:: Passage shown ::

In Case You've Wondered

My blog is where my wandering thoughts are interspersed with stuff I made up. So, if while reading you find yourself confused about the context, don't feel alone. I get confused, too.

If you're here for the stories, I started another blog:

One other thing: sometimes I write words you refuse to use in front of children, or polite company, unless you have a flat tire, or hit your thumb with a hammer.

I don't use them to offend; I use them to embellish.

Wednesday, January 25, 2023

How Things Change

At one time, a visit to your doctor (now called a primary care physician) led to an exam, some discussion, and any recommendations they felt was required. It was a one-on-one experience, which, in my opinion, was necessary for the best in healthcare. 

Today, you're more than likely to visit with a nurse practitioner. Many are more than competent, and can offer excellent advise. There is a problem: they may not have any responsibility for the office they use, and if they leave, your prescriptions may require trying to contact the office for refills. That, and you may find no efforts were made to have your healthcare placed into the care of another nurse practitioner. Otherwise, you fall through the cracks, and the doctor that supervises their practice may not even know you exist.

:::

What to work on
Copy the blog page between "My blog is where" and "get confused, too.", inclusive, switching "wandering thoughts" to "idle musings". The records have no connection to the blog page.

:: Provided data ::

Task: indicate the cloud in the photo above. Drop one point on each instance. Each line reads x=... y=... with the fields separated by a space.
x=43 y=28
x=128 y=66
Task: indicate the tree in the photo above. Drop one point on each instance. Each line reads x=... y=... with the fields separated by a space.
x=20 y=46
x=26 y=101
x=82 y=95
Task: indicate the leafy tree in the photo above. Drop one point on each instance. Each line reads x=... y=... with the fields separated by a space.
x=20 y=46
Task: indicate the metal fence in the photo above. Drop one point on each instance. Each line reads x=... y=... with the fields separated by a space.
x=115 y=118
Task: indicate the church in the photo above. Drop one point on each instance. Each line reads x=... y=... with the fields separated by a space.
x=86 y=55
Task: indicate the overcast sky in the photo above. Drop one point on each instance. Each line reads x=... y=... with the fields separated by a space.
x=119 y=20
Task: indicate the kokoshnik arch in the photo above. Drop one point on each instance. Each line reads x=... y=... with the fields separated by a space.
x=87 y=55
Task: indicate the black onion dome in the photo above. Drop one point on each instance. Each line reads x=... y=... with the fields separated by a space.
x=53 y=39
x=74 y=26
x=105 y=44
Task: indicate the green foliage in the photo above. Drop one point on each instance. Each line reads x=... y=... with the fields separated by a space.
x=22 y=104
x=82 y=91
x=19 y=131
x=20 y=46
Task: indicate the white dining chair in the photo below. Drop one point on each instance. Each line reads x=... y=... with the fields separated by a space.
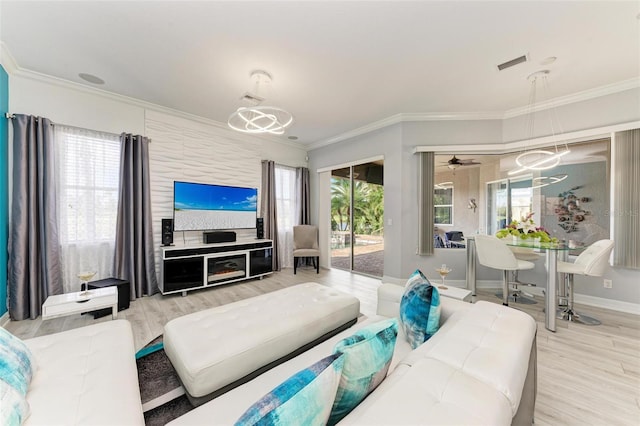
x=494 y=253
x=592 y=262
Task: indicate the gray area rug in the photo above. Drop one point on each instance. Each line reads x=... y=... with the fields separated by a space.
x=162 y=395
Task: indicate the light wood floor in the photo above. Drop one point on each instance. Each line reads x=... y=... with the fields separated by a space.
x=587 y=375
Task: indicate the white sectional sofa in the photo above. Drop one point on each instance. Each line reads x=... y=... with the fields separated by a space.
x=85 y=376
x=479 y=368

:::

Output for this exercise
My blog is where my idle musings are interspersed with stuff I made up. So, if while reading you find yourself confused about the context, don't feel alone. I get confused, too.